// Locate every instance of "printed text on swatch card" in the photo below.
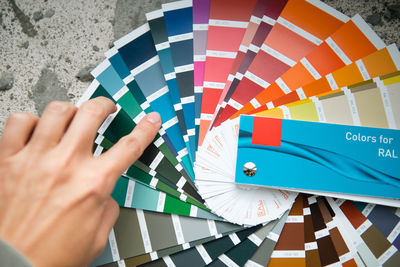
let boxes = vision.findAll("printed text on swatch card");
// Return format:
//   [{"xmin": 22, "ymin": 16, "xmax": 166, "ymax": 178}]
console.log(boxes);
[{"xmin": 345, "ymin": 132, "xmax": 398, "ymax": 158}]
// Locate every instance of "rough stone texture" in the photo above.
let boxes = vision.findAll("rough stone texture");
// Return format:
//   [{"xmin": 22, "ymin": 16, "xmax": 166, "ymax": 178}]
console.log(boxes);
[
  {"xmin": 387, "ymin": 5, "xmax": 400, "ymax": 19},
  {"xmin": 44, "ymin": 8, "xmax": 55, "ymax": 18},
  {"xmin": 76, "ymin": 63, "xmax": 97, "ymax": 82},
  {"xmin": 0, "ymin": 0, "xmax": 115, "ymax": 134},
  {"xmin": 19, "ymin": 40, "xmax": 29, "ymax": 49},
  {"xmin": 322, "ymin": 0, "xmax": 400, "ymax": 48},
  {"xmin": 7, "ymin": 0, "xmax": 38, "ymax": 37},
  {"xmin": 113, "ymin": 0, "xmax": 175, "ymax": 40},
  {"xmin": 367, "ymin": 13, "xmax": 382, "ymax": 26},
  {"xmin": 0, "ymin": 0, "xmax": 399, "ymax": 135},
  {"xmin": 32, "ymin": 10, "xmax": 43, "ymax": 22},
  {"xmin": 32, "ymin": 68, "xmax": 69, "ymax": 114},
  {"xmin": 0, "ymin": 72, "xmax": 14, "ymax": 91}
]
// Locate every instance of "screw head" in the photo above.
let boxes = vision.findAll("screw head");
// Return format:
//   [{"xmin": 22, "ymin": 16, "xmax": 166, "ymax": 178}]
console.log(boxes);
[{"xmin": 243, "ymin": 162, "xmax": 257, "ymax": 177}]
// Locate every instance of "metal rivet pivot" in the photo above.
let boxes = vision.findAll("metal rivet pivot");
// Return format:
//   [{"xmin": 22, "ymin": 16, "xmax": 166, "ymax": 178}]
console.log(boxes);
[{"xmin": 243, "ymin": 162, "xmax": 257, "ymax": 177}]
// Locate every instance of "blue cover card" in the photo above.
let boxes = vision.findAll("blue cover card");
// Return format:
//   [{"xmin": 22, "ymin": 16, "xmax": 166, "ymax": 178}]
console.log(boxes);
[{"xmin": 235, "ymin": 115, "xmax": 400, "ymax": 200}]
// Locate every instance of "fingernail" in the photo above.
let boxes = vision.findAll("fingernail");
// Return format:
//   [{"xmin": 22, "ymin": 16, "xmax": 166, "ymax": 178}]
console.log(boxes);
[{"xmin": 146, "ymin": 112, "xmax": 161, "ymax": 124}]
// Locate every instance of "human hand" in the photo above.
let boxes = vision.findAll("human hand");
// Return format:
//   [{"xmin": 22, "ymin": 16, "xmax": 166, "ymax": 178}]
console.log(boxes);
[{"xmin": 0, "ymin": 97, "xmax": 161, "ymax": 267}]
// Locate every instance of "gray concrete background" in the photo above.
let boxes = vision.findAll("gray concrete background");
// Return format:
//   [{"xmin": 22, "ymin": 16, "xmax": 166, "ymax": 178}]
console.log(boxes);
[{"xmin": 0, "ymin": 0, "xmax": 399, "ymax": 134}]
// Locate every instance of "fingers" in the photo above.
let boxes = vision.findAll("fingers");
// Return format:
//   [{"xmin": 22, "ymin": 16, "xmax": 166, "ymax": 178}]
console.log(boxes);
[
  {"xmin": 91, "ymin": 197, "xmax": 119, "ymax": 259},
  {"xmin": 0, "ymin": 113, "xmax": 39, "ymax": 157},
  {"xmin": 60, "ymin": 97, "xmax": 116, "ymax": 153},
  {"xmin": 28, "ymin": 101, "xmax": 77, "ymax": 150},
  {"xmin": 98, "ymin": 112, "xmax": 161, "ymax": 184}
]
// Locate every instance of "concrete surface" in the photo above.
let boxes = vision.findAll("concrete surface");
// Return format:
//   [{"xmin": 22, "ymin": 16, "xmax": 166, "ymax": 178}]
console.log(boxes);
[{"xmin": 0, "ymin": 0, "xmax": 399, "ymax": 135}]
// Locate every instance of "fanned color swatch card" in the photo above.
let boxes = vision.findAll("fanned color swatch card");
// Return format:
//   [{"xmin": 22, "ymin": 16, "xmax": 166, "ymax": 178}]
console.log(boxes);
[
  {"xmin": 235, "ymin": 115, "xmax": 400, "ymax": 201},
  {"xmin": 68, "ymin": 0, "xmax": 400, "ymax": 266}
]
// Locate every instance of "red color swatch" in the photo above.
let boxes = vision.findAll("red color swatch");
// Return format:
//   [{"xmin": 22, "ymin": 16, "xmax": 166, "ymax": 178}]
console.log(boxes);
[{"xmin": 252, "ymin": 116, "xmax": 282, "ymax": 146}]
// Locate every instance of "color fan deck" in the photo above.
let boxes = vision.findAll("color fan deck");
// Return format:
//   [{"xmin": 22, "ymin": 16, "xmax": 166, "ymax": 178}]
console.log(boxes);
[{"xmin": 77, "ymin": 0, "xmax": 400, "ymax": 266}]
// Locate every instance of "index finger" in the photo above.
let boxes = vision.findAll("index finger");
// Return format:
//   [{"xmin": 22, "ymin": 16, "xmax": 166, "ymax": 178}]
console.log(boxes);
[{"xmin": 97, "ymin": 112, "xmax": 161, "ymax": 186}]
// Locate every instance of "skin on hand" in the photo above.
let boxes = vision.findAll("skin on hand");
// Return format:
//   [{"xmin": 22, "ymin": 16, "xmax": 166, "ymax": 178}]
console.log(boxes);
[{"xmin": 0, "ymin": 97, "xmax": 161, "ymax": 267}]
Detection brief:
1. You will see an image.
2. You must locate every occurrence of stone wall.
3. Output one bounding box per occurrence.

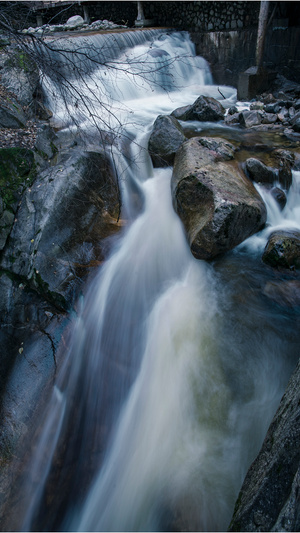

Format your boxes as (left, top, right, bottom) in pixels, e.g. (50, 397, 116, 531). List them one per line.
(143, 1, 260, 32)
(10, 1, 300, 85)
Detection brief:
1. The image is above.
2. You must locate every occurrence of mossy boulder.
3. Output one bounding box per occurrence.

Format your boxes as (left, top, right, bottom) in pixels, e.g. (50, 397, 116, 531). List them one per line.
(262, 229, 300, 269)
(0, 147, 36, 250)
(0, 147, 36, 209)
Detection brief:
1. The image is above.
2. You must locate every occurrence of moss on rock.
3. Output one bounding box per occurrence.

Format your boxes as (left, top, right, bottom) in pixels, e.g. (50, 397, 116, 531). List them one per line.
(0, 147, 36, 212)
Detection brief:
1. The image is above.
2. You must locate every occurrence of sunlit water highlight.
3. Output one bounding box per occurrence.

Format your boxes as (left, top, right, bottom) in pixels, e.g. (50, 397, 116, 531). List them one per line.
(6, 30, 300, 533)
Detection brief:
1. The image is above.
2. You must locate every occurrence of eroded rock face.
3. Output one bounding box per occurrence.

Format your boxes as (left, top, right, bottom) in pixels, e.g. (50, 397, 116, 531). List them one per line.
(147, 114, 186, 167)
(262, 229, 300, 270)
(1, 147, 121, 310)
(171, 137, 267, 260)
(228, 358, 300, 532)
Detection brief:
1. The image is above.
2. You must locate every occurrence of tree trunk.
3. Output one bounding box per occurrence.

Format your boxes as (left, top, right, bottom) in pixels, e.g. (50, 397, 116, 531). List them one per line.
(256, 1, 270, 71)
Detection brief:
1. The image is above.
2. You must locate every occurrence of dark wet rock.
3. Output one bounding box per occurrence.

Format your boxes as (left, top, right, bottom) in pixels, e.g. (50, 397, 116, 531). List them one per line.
■ ■ ■
Check each line above for the string "rock" and copy those that have it.

2. You must locate every occurrence of moss on rock.
2. You must locate every occurrence of eroded rock face.
2. You must locate every occurrence of dark wet rock.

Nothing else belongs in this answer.